── DATA ──

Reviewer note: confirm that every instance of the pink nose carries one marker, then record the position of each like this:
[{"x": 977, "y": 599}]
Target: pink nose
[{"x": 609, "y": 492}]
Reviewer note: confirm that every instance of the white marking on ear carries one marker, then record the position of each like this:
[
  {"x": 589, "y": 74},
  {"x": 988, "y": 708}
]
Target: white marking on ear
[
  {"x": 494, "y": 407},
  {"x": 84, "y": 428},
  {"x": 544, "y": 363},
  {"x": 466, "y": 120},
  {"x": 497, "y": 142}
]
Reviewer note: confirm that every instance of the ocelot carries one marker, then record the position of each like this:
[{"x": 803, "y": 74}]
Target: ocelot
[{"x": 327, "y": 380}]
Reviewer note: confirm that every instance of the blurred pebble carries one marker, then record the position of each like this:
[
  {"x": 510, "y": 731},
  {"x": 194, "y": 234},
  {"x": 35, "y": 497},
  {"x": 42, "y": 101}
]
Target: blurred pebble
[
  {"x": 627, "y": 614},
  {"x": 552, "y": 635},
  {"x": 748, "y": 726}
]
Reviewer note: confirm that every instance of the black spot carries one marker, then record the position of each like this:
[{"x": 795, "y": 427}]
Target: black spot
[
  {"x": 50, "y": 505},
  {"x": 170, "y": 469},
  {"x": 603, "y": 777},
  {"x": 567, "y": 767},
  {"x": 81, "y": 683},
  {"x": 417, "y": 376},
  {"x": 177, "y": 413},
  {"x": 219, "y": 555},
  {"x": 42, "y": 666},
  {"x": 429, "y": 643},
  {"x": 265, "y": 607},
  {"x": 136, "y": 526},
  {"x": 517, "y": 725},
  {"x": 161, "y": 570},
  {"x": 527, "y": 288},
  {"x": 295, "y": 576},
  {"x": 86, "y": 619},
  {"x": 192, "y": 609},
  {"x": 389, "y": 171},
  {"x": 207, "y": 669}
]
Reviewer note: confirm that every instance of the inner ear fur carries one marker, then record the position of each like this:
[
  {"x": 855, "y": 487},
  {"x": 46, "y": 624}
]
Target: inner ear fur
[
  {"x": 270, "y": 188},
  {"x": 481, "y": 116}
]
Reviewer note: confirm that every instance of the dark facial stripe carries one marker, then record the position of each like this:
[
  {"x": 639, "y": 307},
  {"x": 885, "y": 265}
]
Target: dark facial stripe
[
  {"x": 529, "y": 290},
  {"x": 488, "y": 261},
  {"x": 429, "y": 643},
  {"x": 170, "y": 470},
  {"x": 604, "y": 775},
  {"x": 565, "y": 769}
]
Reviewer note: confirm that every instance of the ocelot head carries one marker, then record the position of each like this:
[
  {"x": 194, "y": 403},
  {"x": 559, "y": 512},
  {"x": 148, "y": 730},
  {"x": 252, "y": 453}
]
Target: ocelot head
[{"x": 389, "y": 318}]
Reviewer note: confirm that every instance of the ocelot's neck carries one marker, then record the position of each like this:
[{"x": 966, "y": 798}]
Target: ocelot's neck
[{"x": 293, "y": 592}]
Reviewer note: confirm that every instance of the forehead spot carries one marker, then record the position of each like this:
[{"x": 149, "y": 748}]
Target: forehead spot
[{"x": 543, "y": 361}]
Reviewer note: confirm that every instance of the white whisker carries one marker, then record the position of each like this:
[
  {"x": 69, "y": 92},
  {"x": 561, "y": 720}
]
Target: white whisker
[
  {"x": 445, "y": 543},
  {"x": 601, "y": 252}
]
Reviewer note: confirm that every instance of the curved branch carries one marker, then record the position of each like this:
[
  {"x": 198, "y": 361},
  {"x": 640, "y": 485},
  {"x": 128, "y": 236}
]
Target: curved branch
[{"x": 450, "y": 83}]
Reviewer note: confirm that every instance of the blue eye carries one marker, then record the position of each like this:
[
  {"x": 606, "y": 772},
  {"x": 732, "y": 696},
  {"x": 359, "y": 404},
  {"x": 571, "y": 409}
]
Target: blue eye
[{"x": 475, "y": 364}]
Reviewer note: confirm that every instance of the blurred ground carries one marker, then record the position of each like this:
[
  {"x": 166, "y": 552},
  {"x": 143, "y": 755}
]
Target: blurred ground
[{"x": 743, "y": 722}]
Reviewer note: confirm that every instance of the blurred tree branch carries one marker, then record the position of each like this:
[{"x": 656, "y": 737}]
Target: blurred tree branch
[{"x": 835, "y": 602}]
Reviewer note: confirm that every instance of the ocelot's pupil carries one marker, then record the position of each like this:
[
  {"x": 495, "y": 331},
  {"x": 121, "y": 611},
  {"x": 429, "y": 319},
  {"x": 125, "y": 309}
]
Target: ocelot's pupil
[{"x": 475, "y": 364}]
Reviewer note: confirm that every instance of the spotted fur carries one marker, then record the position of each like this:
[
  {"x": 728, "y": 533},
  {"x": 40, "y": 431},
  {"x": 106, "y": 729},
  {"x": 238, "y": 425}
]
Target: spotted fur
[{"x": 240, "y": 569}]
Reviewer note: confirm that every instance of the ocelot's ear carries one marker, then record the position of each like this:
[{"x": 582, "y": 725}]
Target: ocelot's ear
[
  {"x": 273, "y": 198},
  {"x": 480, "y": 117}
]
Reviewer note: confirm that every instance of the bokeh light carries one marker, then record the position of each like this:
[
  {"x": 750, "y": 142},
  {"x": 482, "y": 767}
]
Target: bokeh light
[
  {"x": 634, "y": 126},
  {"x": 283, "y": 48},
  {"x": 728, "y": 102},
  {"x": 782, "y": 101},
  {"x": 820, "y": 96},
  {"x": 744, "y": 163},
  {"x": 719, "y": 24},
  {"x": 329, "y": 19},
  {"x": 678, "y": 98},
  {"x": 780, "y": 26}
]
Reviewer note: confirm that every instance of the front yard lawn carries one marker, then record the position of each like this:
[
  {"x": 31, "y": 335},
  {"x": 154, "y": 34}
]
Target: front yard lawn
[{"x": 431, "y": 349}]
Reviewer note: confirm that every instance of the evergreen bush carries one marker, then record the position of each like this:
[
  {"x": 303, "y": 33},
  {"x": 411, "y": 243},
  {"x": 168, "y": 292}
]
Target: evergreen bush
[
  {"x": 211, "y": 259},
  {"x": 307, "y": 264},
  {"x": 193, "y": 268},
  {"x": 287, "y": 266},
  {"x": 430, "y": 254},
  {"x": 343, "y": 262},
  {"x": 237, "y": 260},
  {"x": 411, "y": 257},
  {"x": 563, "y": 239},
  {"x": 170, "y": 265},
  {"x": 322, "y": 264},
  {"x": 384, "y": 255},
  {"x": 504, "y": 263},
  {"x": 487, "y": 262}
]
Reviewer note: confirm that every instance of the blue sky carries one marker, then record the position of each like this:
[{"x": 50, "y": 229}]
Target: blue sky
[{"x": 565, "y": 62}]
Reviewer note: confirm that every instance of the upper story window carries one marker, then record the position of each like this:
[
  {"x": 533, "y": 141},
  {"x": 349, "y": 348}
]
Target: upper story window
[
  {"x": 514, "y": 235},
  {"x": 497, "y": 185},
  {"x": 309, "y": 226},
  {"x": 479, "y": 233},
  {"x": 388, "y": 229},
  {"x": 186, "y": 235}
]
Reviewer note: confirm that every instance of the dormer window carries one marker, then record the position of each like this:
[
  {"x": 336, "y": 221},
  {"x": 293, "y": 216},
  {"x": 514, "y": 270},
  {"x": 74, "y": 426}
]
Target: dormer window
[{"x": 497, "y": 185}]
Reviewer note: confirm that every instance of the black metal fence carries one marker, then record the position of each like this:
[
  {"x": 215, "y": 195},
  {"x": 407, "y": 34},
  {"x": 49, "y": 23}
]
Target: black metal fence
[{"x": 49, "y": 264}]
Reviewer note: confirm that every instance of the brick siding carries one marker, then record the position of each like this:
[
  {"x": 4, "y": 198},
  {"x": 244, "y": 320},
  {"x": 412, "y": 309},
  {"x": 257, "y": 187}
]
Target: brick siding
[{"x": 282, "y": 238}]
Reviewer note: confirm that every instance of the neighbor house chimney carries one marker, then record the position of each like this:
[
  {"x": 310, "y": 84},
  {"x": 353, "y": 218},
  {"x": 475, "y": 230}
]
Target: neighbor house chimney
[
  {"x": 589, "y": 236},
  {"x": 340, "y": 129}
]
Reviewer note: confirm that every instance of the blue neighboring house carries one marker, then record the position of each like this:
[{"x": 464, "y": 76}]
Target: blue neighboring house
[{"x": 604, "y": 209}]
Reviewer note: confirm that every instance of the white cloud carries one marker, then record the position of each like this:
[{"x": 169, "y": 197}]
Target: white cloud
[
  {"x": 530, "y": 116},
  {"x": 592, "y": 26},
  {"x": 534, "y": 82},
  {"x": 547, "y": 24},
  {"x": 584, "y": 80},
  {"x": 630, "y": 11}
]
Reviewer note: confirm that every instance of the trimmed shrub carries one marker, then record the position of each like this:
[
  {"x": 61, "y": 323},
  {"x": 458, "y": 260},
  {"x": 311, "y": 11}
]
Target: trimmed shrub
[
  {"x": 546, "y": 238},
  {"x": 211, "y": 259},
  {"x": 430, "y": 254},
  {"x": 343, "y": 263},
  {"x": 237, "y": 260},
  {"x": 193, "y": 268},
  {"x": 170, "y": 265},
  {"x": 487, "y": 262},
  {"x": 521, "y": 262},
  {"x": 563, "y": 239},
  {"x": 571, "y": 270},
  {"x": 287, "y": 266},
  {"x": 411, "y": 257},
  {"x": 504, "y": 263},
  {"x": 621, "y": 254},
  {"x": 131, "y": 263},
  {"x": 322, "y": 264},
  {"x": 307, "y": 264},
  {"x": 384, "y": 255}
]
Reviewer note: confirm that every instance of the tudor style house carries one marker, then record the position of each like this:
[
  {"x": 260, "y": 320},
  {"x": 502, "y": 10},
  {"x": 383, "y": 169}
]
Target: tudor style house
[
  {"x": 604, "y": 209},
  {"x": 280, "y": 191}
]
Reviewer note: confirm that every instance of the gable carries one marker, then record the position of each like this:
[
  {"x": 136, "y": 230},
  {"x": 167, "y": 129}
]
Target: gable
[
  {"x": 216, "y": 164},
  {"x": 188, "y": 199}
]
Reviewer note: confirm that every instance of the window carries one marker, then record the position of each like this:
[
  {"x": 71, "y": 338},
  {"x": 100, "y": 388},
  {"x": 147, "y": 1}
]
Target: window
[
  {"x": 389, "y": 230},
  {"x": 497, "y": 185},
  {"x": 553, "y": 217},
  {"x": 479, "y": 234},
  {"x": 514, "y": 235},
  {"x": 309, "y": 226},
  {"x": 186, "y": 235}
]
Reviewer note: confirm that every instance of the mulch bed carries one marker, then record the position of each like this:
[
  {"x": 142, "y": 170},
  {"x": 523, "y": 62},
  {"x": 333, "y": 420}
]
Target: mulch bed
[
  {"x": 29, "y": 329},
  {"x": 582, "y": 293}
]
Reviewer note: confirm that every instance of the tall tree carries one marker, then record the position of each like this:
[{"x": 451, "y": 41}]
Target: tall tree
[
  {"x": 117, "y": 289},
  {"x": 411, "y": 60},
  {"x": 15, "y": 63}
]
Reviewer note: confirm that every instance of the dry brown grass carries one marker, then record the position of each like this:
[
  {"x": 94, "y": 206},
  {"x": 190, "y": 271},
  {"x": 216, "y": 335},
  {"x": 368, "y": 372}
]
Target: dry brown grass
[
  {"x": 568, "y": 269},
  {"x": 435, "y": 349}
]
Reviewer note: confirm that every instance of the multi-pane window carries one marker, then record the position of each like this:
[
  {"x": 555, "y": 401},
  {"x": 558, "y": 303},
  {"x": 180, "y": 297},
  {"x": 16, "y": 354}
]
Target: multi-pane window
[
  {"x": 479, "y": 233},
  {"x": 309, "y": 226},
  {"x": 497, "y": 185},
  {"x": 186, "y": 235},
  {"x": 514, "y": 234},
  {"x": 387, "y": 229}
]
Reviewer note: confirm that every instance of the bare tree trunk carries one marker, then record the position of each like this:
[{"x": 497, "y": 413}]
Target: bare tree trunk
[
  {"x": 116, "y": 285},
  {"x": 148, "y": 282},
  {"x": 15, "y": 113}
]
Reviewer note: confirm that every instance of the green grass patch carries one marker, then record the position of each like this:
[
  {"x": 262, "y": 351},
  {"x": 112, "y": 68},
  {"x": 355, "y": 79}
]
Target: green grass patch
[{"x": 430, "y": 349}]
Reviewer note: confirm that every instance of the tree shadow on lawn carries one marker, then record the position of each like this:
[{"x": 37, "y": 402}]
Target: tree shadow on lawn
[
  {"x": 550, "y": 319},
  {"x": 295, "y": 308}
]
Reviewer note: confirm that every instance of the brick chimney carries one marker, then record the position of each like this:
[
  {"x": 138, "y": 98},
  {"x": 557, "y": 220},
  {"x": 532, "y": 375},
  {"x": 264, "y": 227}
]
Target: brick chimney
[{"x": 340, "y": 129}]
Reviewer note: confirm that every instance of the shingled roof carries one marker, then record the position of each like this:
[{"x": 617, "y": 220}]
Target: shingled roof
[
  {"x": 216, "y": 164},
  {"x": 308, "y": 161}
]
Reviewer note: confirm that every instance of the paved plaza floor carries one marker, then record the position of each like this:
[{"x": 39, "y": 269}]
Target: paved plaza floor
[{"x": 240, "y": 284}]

───

PROBLEM REQUIREMENTS:
Reproduce everything in the data from the line containing "Reviewer note: confirm that every instance of the bare" down to the very end, unchanged.

RESULT OF THE EXERCISE:
Reviewer note: confirm that every instance of the bare tree trunk carries one marker, then record the position of each like this:
[{"x": 497, "y": 413}]
Target: bare tree trunk
[
  {"x": 116, "y": 285},
  {"x": 148, "y": 282},
  {"x": 15, "y": 113}
]
Reviewer note: confirm that every instance of the green grass patch carries one marker, then record the position of each like this:
[
  {"x": 262, "y": 351},
  {"x": 112, "y": 68},
  {"x": 355, "y": 79}
]
Target: green grass patch
[{"x": 430, "y": 349}]
Reviewer note: confirm that every instance of the tree shadow on lawn carries one marker, then record the position of each like this:
[{"x": 37, "y": 402}]
Target: tree shadow on lawn
[
  {"x": 550, "y": 319},
  {"x": 295, "y": 308}
]
Reviewer note: confirm that every instance of the brick chimney carries one marker, then record the position of each like this:
[
  {"x": 138, "y": 98},
  {"x": 557, "y": 220},
  {"x": 532, "y": 375},
  {"x": 264, "y": 227}
]
Target: brick chimney
[{"x": 340, "y": 129}]
Reviewer note: confirm that every instance of the shingled roof carries one marker, then record the position of each like this:
[{"x": 617, "y": 220}]
Target: shingled roof
[
  {"x": 216, "y": 164},
  {"x": 308, "y": 161}
]
Reviewer note: confirm that every instance of the paved plaza floor carries one marker, then record the position of each like this:
[{"x": 39, "y": 269}]
Target: paved plaza floor
[{"x": 240, "y": 284}]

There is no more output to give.